WORK INSTRUCTION A:
In the passage on the Bath pediment's Gorgon, which museum proposes a connection between the pediment's design and the goddess Sulis Minerva?
WORK INSTRUCTION B:
Pick up the passage on the Bath pediment's Gorgon after its last sentence and write its continuation.

The central figure on the pediment of the Roman Baths (Bath), often referred to as "The Gorgon," has been subject to various interpretations. It has been identified as the sea god Oceanus and sometimes compared to the Green Man, a figure from Celtic mythology.

Some scholars suggest the head represents a local Celtic sun god, while others draw parallels to Roman artistic motifs, such as the Jupiter Ammon clipei found in Roman fora, which sometimes depicted local river gods in Celtic provinces. The name "Gorgon" comes from the Gorgons of Greek mythology, particularly Medusa. According to myth, Perseus slew the Gorgon and presented its severed head to Athena, who placed it on her aegis. This has led the Roman Baths Museum to propose a connection between the pediment's design and the goddess Sulis Minerva, a local deity syncretized with Minerva, the Roman equivalent of Athena.

However, unlike the mythological Gorgon—who is female—the Bath pediment's Gorgon is distinctly male. Some scholars argue this represents a fusion of Celtic and Roman artistic traditions. Others suggest it reflects a water deity, citing similarities to depictions of Oceanus, such as on a silver dish from Mildenhall.

STUDY MATERIAL:

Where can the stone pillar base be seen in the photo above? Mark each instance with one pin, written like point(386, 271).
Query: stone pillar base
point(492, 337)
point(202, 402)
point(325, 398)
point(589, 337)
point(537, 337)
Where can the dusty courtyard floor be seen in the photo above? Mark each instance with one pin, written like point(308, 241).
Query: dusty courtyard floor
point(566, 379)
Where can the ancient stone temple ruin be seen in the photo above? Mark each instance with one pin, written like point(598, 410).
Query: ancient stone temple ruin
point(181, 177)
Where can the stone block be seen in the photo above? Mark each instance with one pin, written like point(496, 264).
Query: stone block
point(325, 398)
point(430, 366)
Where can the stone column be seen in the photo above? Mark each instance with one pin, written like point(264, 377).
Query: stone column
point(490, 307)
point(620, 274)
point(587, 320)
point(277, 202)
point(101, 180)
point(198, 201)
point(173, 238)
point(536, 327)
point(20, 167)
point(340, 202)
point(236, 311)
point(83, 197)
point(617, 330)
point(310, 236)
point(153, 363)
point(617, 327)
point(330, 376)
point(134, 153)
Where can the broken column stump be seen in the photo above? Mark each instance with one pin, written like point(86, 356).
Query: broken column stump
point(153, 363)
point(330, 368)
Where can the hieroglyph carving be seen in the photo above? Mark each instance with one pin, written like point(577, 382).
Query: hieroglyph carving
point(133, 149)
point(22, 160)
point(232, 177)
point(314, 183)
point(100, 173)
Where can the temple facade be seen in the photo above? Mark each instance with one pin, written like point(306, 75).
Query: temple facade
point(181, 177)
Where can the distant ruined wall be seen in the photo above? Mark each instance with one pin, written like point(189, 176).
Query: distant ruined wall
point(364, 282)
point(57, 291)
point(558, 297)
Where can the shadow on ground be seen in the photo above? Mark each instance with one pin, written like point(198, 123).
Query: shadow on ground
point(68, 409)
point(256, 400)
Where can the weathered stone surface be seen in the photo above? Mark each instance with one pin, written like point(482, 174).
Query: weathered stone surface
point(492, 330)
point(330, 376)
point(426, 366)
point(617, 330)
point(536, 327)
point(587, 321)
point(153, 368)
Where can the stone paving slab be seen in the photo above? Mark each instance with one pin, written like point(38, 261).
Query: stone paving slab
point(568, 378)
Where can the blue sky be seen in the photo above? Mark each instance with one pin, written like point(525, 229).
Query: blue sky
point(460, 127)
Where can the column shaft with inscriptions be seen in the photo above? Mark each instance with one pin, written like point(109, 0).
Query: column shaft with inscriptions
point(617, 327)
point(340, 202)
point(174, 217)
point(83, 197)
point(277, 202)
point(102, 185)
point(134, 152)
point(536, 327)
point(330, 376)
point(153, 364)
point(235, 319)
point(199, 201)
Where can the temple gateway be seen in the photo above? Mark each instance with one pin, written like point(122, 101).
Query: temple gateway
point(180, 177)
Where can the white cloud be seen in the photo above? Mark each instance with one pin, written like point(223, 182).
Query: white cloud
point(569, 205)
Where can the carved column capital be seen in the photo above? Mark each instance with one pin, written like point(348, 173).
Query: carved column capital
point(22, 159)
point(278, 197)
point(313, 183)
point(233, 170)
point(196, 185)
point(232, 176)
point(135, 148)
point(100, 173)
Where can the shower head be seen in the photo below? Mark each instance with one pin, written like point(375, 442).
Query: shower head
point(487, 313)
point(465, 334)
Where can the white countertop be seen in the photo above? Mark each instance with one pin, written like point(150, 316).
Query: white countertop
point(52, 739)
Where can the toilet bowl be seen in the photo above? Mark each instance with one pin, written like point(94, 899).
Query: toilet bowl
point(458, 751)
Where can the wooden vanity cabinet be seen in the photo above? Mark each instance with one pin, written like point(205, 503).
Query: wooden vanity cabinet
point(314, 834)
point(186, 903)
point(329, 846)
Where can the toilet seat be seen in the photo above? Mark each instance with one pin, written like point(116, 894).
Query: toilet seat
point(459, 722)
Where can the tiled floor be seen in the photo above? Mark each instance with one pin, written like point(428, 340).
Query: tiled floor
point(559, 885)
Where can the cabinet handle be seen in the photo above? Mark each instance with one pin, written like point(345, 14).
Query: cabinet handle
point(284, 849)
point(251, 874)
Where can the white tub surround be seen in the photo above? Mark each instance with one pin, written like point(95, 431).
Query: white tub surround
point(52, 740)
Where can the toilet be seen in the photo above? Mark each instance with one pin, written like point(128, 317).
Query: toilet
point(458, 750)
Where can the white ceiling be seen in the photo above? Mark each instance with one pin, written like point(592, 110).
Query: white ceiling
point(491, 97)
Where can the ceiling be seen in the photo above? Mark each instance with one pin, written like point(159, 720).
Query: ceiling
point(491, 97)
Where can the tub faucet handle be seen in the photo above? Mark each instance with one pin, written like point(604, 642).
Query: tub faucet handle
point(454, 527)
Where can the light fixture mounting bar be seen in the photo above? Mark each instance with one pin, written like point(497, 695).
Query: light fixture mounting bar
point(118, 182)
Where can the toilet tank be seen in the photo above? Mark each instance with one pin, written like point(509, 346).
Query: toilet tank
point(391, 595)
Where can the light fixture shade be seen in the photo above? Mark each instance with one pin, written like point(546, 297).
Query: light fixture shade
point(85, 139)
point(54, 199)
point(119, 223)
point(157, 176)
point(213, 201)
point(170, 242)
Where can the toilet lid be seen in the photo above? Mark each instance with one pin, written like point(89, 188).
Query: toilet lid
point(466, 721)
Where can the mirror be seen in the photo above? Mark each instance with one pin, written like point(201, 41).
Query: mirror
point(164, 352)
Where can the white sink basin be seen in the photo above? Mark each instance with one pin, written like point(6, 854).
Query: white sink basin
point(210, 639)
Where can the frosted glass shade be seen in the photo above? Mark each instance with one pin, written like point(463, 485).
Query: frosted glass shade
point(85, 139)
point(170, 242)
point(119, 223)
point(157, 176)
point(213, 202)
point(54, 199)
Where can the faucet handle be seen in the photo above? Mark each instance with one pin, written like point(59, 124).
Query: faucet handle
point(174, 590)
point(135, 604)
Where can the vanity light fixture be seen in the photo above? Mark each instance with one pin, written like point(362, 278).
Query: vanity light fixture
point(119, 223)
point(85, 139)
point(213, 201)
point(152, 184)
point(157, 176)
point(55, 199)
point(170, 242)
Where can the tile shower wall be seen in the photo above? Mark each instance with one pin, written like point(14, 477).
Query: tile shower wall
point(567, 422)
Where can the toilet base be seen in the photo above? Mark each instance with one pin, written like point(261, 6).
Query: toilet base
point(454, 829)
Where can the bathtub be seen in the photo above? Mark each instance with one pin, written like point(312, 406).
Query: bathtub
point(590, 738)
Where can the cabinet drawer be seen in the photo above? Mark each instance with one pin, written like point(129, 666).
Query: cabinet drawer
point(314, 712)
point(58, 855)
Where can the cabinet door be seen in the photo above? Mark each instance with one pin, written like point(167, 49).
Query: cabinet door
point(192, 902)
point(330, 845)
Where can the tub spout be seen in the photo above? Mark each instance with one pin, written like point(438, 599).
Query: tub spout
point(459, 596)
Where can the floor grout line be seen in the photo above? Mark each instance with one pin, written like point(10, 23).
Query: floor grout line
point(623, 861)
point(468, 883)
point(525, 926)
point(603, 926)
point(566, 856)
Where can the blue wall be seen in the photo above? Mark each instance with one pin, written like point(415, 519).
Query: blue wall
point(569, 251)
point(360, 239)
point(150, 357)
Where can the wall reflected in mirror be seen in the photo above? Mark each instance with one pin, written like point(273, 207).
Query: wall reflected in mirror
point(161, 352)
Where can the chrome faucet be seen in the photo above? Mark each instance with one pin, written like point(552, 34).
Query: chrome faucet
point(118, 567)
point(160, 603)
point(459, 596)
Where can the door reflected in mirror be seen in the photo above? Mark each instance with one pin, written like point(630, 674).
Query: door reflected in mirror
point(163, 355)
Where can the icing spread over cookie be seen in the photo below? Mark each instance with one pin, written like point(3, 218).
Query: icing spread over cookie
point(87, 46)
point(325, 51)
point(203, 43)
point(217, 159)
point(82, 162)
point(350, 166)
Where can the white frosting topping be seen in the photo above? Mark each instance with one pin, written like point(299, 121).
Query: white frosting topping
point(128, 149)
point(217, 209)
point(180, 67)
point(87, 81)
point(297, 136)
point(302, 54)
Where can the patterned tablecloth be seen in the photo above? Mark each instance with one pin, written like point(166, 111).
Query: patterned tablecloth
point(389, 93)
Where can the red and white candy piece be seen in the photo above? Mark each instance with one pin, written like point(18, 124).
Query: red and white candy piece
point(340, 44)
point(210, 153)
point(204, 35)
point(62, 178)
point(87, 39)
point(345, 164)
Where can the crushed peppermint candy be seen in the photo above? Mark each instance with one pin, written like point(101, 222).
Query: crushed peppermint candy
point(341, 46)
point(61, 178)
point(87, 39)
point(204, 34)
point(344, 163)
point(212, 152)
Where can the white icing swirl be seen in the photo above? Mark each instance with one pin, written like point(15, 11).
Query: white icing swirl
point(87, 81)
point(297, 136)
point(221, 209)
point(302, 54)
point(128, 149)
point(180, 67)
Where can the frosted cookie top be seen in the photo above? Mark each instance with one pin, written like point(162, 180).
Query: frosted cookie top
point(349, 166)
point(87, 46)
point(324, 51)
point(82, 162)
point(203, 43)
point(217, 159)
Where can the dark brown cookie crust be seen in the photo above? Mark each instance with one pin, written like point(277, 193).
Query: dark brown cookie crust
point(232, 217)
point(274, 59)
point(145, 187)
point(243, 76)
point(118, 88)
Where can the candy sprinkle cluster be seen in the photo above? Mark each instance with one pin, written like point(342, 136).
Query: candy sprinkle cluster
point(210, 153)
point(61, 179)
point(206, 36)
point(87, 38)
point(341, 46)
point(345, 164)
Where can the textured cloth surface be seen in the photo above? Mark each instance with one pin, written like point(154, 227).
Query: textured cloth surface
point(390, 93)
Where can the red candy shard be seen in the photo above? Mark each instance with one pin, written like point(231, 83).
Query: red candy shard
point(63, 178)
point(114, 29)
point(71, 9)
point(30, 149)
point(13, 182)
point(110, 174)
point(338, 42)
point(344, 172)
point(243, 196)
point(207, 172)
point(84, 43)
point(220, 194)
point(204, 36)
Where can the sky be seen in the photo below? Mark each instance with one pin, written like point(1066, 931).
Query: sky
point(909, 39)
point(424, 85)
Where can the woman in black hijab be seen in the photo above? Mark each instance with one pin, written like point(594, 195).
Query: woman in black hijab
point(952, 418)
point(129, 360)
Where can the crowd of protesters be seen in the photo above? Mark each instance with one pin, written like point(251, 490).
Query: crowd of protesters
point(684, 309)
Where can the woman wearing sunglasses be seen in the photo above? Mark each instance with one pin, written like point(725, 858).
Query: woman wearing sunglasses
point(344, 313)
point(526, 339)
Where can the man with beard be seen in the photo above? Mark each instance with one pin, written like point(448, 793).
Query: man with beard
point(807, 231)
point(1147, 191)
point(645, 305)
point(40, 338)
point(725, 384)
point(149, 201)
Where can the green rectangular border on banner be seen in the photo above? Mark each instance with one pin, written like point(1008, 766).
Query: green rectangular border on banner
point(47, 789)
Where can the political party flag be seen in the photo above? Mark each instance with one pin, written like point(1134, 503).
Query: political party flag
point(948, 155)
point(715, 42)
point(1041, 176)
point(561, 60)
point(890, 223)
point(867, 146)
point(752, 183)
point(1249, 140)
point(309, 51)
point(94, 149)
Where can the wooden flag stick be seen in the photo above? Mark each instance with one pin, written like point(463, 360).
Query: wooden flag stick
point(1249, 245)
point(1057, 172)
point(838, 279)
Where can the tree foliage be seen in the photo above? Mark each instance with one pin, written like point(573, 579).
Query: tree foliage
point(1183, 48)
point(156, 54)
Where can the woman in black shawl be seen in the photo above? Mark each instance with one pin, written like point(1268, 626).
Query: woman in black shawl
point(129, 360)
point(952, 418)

TASK RESULT A:
The Roman Baths Museum.

TASK RESULT B:
A 2016 study by Eleri H. Cousins identified elements of imperial iconography within the pediment, including the Victories, an oak wreath, and a star at the apex. Cousins also noted similarities between this imagery and architectural features in Gaul and Hispania, arguing that the Forum of Augustus served as a stylistic archetype. She suggested the pediment reflects a fusion of local and empire-wide artistic influences rather than a strictly 'Roman' or 'Celtic' design.

The head itself features snakes entwined within its beard, wings above its ears, prominent brows, and a heavy moustache. While the presence of snakes is characteristic of Gorgon imagery, the figure's masculinity has fueled debate over its precise meaning. The prevailing view among scholars is that the image represents a deliberate syncretism—combining Minerva's Gorgon emblem with the face of a local water deity associated with the sacred spring.

Archaeologist R. G. Collingwood appreciated the meeting of Roman and Celtic art, finding that the sculptor creator was a "skilled artist".